- **DOCUMENT SEGMENT**:
______________________________

Is It Getting Hotter in Our Cities? It's the Urban Heat Island Effect!
Florida is known for being hot in the summer, but Florida cities are even hotter. Energy from the sun gets absorbed by buildings and paved areas (like roads) which makes the whole urban area significantly hotter than natural areas. This is a phenomenon known as an urban heat island. Today we are going to explore urban heat islands and their associated impacts on our natural world.
- Climate Kids - https://climatekids.nasa.gov/heat-islands/
- Learn About Heat Islands - https://www.epa.gov/heatislands/learn-about-heat-islands
- Planting Trees for Energy Savings - https://gardeningsolutions.ifas.ufl.edu/design/landscaping-for-specific-sites/planting-trees-for-energy-savings.html
- Public health benefits of urban trees: https://www.nature.org/content/dam/tnc/nature/en/documents/Public_Health_Benefits_Urban_Trees_FINAL.pdf
How You Can Help:
- Plant a tree – Planting trees that shade west and east-facing walls will help to keep your house cool during summer, but make sure to do your research so you plant the right tree in the right place. Find your local Extension office here: https://sfyl.ifas.ufl.edu/find-your-local-office/ OR read information on planting trees: https://edis.ifas.ufl.edu/pdf%5CEP%5CEP31400.pdf
- Support green infrastructure - Let your city or town know that you value a greener city. Talk to commissioners, speak at meetings, and let your thoughts be heard! You can learn more about green infrastructure and its potential impact on your local built environment, HERE: https://soils.ifas.ufl.edu/extension/videos/low-impact-development/ OR http://www.pinellascounty.org/publicworks/pdf/green-infrastructure.pdf
- Encourage neighbors, family, friends, and local governments to keep current trees intact - Large, mature trees provide significant pollution removal among many other ecosystem services including mental and physical health benefits.

______________________________

- **SHORT PROBLEM**:
Answer these questions from the urban heat island page:
1. What absorbs the sun's energy and makes an urban area hotter than natural areas?
2. Which walls should trees shade to help keep a house cool during summer?
3. What do large, mature trees provide, besides other ecosystem services?

- **SUPPLIED DATA**:

______________________________

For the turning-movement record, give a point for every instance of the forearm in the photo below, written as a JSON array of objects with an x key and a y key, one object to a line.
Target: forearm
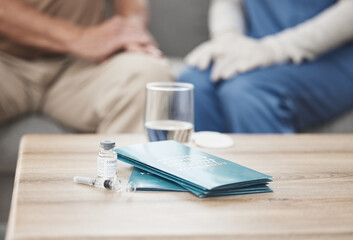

______________________________

- **THE RESPONSE**:
1. Buildings and paved areas, such as roads.
2. West- and east-facing walls.
3. Significant pollution removal. Their other ecosystem services include mental and physical health benefits.